-- Begin --
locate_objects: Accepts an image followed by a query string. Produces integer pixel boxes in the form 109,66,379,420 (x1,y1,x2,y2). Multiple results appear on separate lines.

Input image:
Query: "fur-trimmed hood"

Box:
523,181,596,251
-- End --
Render the items above as a Markdown table with the columns No. and Text, giving each line its own numbered row and omitting blank lines.

Written response:
| No. | Text |
|---|---|
| 1 | locate_objects: Accepts an image followed by a query string. Produces integer pixel boxes in the form 109,66,379,420 (x1,y1,x2,y2). Multiple results appear on separate lines. |
| 2 | Input image: |
| 3 | Query: "fur-trimmed hood" |
| 4 | Box: |
| 5 | 523,181,596,251 |